Rheinische Post - Mönchengladbach and Korschenbroich
Opferaussagen werfen Fragen auf
Ein Niederländer soll in der Hückelhovener Bergmannssiedlung einen Mann lebensgefährlich angeschossen haben – er schweigt vor Gericht weiterhin. Doch auch die Opfer geraten ins Visier – woher kommen 250.000 Euro Bargeld?
HÜCKELHOVEN/MÖNCHENGLADBACH Woher stammen 250.000 Bargeld und wo ist diese Summe heute? Wo war der Geschädigte am Tattag tatsächlich? In Heinsberg, in Den Haag, in Rotterdam oder Köln? Und wie oft ist der Geschädigte, der eigentlich Rentner ist, beruflich mit derart hohen Summen wirklich unterwegs? Diese und noch mehr Fragen sind nach wie vor nicht endgültig und schlüssig geklärt im Prozess gegen einen 36 Jahre alten Niederländer vor dem Schwurgericht in Mönchengladbach. Vorgeworfen werden ihm versuchter Mord, versuchter Raub mit Todesfolge, schwerer Raub und gefährliche Körperverletzung. Es geht um die Tat, die sich am 1. November 2020 in der Bergmannssiedlung in Hückelhoven ereignet hat, bei dem ein heute 54-Jähriger und seine heute 23-jährige Tochter durch Schüsse schwer verletzt wurden.
Für den zweiten Verhandlungstag war eine Äußerung des Angeklagten angekündigt, doch zu dieser kam es nicht. Der Mann war im Dezember nach internationaler Fahndung nördlich von Amsterdam festgenommen worden, Spuren vom Tatort hatten die Ermittler zu ihm geführt.

○ ○ ○ ○

*Anforderung*:
Beantworten Sie anhand des Artikels diese Fragen:
1. An welchem Datum ereignete sich die Tat in der Hückelhovener Bergmannssiedlung?
2. Wie alt ist der angeklagte Niederländer?
3. Wo wurde der Angeklagte im Dezember festgenommen?

○ ○ ○ ○

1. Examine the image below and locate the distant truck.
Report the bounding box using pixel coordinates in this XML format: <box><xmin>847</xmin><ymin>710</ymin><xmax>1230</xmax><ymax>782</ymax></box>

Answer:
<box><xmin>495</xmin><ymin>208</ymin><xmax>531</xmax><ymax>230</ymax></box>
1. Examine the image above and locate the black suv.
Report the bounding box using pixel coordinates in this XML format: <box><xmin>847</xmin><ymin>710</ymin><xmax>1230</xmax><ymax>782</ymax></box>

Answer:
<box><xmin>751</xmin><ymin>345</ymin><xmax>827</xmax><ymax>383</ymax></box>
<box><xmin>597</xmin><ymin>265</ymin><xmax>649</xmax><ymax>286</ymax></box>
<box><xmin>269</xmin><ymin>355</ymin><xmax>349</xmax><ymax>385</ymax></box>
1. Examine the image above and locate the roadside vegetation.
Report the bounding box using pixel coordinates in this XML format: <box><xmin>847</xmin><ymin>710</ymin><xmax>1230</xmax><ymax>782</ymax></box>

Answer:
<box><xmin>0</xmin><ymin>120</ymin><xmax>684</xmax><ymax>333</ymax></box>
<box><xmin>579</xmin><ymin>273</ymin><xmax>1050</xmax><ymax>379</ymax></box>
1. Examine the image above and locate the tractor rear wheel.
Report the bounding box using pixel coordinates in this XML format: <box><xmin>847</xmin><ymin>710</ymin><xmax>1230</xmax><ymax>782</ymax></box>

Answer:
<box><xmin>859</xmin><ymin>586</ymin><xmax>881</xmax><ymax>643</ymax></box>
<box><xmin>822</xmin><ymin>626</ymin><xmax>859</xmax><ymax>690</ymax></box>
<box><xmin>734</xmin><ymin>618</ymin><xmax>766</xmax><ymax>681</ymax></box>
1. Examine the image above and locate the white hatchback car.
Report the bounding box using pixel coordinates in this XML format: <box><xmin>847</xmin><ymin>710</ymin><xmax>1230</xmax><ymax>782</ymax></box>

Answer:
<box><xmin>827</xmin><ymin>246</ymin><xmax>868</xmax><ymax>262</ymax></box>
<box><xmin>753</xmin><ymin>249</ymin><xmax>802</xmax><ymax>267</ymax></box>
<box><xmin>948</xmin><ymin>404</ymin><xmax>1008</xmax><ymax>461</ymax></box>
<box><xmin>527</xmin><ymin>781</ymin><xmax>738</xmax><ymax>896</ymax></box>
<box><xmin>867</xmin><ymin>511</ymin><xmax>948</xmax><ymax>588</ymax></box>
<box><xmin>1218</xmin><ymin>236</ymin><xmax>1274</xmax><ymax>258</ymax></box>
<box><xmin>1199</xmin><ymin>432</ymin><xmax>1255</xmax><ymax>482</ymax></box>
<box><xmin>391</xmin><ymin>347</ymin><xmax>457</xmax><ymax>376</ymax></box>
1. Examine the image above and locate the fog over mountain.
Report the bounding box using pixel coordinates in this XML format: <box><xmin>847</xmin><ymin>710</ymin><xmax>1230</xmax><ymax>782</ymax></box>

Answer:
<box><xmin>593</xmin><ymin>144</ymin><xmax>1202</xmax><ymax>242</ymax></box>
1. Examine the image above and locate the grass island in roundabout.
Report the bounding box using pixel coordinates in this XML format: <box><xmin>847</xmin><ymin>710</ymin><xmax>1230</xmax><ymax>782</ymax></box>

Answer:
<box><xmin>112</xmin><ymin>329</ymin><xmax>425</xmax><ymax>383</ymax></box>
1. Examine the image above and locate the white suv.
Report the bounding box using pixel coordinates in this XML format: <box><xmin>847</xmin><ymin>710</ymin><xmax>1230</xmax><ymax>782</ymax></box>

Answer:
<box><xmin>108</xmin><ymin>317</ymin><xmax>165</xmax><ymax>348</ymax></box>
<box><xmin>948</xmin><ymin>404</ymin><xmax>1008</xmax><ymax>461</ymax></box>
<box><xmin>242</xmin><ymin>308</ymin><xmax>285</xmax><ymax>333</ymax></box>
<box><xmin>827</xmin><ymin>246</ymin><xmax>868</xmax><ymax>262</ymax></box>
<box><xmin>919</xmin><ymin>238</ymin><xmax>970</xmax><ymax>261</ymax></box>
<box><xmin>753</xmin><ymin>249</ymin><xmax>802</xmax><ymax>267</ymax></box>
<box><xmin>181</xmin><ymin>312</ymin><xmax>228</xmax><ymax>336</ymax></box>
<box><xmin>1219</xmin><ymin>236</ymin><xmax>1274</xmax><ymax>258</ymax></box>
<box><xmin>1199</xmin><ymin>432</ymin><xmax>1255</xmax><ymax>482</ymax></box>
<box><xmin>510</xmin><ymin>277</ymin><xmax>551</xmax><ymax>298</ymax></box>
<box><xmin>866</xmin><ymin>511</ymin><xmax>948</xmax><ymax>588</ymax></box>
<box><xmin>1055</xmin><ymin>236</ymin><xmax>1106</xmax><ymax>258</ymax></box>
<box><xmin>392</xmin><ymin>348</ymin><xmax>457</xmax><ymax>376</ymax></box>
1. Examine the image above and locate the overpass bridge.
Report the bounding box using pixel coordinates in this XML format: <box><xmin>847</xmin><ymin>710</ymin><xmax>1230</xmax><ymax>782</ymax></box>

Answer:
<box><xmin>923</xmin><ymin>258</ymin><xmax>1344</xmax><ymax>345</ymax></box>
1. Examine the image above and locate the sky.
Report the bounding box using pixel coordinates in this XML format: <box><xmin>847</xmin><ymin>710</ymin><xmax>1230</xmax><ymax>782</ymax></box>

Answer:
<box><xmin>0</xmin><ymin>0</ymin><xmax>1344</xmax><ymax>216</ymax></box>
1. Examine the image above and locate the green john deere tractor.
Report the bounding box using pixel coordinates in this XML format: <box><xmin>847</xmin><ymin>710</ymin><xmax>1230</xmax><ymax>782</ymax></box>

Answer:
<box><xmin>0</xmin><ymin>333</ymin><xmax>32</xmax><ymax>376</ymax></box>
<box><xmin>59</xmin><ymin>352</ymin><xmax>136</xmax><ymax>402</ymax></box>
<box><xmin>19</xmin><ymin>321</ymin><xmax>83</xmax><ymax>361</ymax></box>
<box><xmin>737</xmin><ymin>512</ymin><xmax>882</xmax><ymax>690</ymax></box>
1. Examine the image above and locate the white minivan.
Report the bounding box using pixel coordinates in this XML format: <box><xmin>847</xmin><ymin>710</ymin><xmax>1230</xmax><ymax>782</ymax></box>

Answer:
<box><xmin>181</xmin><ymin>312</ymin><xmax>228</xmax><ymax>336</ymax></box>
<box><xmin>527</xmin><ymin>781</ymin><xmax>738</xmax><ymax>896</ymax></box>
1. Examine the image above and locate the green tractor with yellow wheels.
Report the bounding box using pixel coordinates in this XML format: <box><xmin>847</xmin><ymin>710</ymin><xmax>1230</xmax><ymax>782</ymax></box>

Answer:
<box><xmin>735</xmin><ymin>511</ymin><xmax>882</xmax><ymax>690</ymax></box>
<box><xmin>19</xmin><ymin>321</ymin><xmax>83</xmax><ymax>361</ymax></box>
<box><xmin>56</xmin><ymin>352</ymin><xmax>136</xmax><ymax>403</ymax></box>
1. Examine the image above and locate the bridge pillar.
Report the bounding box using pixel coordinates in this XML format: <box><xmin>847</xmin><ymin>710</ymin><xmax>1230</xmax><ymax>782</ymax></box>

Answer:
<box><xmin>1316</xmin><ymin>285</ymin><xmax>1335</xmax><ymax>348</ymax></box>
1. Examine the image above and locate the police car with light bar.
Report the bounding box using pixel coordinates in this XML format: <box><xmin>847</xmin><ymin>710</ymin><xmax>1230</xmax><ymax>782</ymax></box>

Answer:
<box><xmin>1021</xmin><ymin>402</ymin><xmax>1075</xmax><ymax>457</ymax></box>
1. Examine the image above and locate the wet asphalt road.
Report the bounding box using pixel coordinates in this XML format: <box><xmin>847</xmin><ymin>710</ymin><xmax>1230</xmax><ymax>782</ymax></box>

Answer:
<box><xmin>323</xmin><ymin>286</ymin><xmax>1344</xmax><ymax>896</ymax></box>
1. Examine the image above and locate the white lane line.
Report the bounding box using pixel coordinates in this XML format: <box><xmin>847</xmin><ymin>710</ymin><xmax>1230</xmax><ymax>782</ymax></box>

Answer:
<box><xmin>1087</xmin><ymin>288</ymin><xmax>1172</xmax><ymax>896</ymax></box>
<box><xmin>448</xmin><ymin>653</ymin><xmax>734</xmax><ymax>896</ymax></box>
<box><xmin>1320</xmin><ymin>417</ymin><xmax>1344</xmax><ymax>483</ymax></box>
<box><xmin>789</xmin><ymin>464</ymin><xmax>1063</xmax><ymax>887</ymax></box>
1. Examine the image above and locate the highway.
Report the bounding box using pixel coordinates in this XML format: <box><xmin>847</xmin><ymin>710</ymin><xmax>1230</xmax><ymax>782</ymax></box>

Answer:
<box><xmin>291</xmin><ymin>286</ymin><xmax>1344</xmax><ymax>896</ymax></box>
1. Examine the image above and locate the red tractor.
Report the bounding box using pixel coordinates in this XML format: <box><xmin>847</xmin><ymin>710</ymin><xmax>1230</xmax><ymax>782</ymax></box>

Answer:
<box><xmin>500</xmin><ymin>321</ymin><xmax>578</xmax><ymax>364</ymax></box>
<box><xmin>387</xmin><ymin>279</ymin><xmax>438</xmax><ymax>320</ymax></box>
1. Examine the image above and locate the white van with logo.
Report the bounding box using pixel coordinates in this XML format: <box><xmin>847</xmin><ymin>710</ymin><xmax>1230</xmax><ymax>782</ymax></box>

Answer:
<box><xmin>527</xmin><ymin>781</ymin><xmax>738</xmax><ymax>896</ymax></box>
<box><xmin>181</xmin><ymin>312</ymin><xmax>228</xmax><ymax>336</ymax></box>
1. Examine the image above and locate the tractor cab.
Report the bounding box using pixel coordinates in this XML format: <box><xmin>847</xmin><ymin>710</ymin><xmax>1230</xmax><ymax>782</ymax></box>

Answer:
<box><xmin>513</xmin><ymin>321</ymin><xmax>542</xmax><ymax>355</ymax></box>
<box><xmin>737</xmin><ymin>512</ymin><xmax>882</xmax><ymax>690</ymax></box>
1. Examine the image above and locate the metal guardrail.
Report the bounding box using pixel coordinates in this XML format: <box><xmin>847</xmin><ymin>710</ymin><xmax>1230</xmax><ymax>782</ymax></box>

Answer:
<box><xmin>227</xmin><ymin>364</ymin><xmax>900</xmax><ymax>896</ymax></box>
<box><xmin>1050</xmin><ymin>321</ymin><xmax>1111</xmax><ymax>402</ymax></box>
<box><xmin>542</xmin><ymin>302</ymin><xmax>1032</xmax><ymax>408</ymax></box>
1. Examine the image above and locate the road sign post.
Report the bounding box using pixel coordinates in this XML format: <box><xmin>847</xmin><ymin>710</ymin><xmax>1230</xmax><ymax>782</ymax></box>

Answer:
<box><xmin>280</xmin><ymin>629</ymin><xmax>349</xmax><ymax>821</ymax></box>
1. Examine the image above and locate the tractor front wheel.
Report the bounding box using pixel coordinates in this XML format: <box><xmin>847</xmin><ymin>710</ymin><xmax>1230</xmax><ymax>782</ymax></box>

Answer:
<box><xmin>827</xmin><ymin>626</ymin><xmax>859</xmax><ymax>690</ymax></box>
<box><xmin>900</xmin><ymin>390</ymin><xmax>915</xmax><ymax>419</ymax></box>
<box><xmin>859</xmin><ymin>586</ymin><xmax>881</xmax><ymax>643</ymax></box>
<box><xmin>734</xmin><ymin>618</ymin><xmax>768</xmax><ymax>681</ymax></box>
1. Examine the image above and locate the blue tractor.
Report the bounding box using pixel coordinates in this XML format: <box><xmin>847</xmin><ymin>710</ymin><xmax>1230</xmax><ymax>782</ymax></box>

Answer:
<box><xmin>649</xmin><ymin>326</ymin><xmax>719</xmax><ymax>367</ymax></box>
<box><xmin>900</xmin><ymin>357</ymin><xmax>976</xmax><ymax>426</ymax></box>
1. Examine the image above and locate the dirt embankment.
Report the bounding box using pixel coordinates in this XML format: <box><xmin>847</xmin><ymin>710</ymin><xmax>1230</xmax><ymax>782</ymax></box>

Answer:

○ ○ ○ ○

*Antwort*:
1. Am 1. November 2020.
2. 36 Jahre.
3. Nördlich von Amsterdam.